(Stored entries)
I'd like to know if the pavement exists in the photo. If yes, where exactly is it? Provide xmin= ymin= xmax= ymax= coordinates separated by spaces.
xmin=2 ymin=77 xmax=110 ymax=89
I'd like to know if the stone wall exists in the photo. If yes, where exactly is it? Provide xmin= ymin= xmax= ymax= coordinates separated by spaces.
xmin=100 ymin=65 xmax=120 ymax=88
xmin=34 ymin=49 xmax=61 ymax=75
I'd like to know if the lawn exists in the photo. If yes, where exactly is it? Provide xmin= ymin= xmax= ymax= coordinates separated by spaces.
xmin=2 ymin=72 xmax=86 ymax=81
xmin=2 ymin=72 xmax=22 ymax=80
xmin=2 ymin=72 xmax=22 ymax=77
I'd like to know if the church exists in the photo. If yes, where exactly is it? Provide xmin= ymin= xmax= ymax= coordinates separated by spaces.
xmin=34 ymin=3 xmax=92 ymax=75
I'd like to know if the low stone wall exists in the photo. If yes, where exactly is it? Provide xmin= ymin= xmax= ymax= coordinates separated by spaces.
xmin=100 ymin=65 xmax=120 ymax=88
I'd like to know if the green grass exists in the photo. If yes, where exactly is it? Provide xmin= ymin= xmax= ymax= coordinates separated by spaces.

--

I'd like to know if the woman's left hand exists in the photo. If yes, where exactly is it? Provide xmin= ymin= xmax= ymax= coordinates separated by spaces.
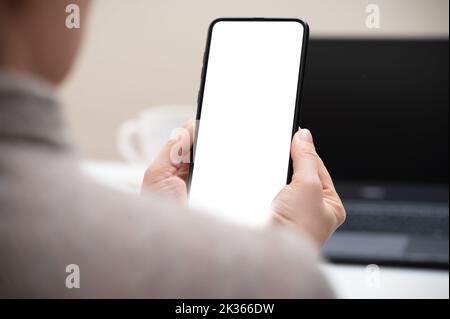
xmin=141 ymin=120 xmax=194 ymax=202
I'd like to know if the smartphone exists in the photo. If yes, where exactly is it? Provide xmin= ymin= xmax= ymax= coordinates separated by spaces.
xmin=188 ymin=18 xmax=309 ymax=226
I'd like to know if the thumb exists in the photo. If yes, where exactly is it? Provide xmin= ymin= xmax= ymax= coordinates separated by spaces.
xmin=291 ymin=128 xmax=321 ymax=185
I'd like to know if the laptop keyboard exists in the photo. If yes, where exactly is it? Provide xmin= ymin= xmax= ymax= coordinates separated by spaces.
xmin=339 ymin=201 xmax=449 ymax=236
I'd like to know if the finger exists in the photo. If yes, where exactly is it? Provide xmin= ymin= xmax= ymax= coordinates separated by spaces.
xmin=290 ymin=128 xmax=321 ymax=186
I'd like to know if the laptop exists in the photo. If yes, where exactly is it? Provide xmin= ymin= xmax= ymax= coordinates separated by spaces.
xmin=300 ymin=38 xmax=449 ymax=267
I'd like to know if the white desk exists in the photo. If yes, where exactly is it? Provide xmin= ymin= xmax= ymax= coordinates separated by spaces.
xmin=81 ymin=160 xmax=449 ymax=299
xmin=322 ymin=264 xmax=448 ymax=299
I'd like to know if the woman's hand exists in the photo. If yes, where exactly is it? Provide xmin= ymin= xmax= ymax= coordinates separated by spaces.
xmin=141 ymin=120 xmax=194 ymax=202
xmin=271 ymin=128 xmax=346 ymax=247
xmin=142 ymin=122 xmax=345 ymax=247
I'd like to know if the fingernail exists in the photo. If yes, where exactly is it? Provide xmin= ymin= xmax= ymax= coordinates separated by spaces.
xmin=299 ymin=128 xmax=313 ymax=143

* _TASK DIRECTIONS_
After locating the line with "I'd like to know if the pavement" above, return that line and every later line through the one with "I'd like to know if the green", word for word and with nothing else.

* _SOLUTION FOR THIS EXERCISE_
I'd like to know if the pavement exists in the photo. If yes, where exactly is it? Provide xmin= ymin= xmax= ymax= coordinates separated by spaces.
xmin=2 ymin=77 xmax=110 ymax=89
I'd like to know if the stone wall exists in the photo. If yes, where exactly is it? Provide xmin= ymin= xmax= ymax= coordinates separated by spaces.
xmin=100 ymin=65 xmax=120 ymax=88
xmin=34 ymin=49 xmax=61 ymax=75
I'd like to know if the lawn exists in the photo. If yes, where exactly is it? Provide xmin= ymin= xmax= ymax= coordinates separated by spaces.
xmin=2 ymin=72 xmax=86 ymax=81
xmin=2 ymin=72 xmax=22 ymax=80
xmin=2 ymin=72 xmax=22 ymax=77
I'd like to know if the church exists in the photo. If yes, where exactly is it? Provide xmin= ymin= xmax= ymax= coordinates separated by spaces.
xmin=34 ymin=3 xmax=92 ymax=75
I'd like to know if the low stone wall exists in the photo. If yes, where exactly is it? Provide xmin= ymin= xmax= ymax= coordinates separated by spaces.
xmin=100 ymin=65 xmax=120 ymax=88
I'd like to know if the green grass exists in the photo. If yes, where exactly is it? Provide xmin= ymin= xmax= ymax= coordinates separated by spaces.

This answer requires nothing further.